-- Opening Marker --

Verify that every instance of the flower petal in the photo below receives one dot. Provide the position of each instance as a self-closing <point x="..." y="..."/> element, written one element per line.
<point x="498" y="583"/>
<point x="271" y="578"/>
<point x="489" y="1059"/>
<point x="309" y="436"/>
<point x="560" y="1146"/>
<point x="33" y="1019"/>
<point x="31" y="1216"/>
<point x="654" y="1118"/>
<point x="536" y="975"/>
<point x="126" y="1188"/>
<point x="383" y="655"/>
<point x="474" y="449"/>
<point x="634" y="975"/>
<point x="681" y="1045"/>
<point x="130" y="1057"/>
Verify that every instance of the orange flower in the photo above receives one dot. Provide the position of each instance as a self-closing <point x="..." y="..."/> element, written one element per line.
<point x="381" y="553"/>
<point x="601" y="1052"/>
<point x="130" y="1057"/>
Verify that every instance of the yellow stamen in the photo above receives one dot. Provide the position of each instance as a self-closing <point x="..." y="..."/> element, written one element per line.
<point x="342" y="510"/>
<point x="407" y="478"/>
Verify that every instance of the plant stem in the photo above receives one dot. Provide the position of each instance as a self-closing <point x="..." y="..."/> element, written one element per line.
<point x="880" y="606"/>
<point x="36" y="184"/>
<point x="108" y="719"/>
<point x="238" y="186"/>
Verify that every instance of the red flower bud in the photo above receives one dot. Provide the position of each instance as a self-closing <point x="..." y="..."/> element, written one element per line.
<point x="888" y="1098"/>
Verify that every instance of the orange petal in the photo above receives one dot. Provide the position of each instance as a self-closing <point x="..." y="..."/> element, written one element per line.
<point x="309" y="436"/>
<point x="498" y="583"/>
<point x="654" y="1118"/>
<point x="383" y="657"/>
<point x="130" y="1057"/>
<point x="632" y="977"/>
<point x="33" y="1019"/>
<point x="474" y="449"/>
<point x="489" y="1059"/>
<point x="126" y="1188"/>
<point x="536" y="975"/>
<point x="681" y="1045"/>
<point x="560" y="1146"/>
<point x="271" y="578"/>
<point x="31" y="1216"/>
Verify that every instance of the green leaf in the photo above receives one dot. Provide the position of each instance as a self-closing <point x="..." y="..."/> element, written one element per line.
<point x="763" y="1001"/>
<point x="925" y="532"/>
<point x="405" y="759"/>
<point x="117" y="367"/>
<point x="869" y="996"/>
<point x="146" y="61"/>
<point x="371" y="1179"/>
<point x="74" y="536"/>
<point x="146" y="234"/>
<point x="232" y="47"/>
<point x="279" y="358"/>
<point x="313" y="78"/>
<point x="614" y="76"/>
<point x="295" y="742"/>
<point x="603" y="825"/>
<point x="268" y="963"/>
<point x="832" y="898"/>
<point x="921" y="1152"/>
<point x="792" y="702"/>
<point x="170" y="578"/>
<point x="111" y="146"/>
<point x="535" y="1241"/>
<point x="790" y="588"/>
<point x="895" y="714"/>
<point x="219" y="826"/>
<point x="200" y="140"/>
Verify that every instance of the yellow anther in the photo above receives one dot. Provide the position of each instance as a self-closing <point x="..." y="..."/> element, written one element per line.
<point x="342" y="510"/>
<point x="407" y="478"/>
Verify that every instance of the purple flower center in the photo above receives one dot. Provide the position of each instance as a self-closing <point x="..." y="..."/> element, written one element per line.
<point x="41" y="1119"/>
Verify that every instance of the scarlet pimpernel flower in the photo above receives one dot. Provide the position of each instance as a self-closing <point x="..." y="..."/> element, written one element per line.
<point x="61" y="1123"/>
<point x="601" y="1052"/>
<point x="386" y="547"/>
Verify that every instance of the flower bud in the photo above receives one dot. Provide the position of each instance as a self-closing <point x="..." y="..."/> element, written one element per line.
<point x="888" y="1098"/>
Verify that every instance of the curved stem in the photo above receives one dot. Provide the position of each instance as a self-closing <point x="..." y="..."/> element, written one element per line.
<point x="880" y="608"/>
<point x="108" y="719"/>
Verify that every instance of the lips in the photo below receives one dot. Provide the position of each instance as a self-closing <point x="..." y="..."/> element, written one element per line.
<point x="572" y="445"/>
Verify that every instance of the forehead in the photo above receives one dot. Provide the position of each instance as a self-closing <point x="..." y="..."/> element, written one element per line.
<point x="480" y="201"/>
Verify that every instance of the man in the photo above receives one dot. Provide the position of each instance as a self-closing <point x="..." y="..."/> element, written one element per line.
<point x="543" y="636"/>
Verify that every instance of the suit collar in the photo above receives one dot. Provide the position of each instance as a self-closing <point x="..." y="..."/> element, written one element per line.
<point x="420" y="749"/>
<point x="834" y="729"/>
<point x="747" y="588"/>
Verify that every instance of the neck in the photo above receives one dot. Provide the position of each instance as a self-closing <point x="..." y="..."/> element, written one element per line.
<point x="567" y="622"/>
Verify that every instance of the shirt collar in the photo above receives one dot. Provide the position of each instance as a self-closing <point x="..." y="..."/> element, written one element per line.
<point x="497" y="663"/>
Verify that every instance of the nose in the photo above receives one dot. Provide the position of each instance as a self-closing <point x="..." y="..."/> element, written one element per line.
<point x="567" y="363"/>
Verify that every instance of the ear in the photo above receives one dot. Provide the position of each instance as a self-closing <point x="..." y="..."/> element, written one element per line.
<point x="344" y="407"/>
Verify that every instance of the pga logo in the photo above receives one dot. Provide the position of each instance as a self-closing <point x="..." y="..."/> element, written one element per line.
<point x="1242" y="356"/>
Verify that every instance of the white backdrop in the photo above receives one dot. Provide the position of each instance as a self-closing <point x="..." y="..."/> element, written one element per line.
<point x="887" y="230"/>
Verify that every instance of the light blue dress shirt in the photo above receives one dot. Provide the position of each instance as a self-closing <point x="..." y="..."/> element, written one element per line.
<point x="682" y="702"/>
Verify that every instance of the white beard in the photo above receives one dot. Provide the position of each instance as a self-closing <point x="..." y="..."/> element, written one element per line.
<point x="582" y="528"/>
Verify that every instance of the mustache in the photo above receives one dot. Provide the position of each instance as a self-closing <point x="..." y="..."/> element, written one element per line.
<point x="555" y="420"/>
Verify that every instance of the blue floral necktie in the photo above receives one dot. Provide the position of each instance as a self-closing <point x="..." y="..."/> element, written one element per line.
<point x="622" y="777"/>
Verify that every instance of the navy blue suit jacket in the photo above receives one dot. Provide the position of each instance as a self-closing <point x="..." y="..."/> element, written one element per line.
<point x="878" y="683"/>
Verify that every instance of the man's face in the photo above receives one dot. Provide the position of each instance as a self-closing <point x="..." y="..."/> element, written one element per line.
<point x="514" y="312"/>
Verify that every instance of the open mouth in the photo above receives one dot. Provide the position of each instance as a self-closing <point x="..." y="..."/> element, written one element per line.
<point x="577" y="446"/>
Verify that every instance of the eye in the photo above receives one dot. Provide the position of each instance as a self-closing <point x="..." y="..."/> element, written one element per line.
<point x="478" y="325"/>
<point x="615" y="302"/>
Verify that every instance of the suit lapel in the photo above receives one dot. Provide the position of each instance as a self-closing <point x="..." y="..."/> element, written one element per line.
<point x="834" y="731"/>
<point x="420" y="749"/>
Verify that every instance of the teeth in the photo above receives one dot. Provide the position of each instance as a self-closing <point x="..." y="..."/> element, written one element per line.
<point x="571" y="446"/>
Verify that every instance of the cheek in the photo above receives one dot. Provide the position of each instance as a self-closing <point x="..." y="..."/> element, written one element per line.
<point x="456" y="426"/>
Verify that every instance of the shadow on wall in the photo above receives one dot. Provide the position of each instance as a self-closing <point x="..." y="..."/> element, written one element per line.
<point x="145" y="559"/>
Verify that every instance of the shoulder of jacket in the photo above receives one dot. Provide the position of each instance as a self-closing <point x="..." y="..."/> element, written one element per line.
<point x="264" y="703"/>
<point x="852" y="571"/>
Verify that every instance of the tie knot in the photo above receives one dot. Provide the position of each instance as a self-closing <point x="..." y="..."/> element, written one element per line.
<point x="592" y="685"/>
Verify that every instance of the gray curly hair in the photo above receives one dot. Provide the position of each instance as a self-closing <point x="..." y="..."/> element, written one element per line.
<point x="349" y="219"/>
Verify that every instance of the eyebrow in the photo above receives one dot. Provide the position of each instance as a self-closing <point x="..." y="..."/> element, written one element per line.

-- Closing Marker --

**Assignment**. From the line containing "Verify that every instance of the teeth" to the final line above, output everything. Change nothing and add nothing.

**Solution for this exercise**.
Verify that every instance of the teeth in the photo above receives one dot. Provide the position of each instance as a self-closing <point x="..." y="..."/> element, written one element per line.
<point x="571" y="446"/>
Verify that every instance of the cheek in the photo above receives one dot. Provide the position of each instance as a self-closing <point x="..." y="..."/> element, written one element per line.
<point x="456" y="426"/>
Verify that every instance of the shadow on wall in the photo above receives one dot. Provide the position of each instance as a self-closing <point x="..." y="..."/> element, written one element per line.
<point x="145" y="559"/>
Verify that every instance of the shoulder of jacket in the photo above receives one dot. Provide the position of each instance as a self-closing <point x="..." y="..."/> element, written one element per line.
<point x="264" y="703"/>
<point x="852" y="571"/>
Verify that every instance of the tie knot in the photo above receives one dot. Provide the position of each instance as a self-closing <point x="..." y="..."/> element, written one element per line.
<point x="592" y="685"/>
Verify that every instance of the gray curly hair in the photo above receives one dot. Provide the position of each instance as a self-closing <point x="..." y="..."/> element, written one element per line.
<point x="349" y="219"/>
Verify that every instance of the eyebrow in the photo above receives one dot. Provide the position of each instance as a self-closing <point x="..." y="..."/> element, written one element per line.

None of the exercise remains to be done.